WHAT NEEDS TO BE DONE:
Please write out all the records again, requests included, rescaling every coordinate in the answers by a factor of 0.55 and rounding each result to a whole number, with halves rounded up.

(Source data)
━━━━━━━━━━━━━━━━
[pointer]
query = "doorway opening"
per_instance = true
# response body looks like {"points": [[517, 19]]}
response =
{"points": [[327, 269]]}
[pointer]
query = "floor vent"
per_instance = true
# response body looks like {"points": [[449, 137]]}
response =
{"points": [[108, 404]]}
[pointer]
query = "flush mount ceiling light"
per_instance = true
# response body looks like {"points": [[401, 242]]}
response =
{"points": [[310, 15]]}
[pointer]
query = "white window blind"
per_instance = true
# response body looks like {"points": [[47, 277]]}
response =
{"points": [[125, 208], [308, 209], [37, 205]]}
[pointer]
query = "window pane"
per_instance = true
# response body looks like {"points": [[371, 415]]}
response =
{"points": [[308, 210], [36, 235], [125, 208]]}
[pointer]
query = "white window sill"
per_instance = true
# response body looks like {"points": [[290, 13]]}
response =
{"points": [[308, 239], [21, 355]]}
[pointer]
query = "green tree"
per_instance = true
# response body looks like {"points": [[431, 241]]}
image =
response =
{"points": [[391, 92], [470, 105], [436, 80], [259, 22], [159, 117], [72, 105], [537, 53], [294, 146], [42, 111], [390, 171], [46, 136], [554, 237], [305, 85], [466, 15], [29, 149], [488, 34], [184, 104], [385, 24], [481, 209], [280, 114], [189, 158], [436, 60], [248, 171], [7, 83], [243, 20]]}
━━━━━━━━━━━━━━━━
SOLUTION:
[pointer]
query = "doorway opening"
per_instance = true
# response body looks like {"points": [[517, 19]]}
response =
{"points": [[180, 148]]}
[pointer]
query = "floor vent"
per_instance = true
# response body looks like {"points": [[449, 137]]}
response =
{"points": [[59, 222]]}
[pointer]
query = "flush mount ceiling light"
per_instance = true
# response body looks like {"points": [[401, 242]]}
response =
{"points": [[171, 8]]}
[pointer]
query = "white window blind"
per_instance = true
# response body looks like {"points": [[47, 277]]}
response =
{"points": [[69, 114], [169, 115], [20, 113]]}
[pointer]
query = "window pane"
per_instance = true
# response body looks like {"points": [[371, 415]]}
response =
{"points": [[169, 116], [20, 129], [69, 114]]}
[pointer]
query = "white window sill"
per_instance = true
# response body looks like {"points": [[290, 13]]}
response =
{"points": [[169, 131], [12, 195]]}
[pointer]
query = "green tree"
per_instance = true
# response body looks like {"points": [[431, 241]]}
image =
response =
{"points": [[215, 51], [259, 58], [240, 44], [142, 12], [87, 64], [40, 58], [295, 29], [162, 80], [23, 61], [215, 94], [25, 75], [305, 130], [168, 47], [256, 8], [16, 82], [268, 19], [101, 57], [212, 13], [265, 115], [154, 63], [104, 87], [240, 33], [136, 94], [4, 46], [134, 11]]}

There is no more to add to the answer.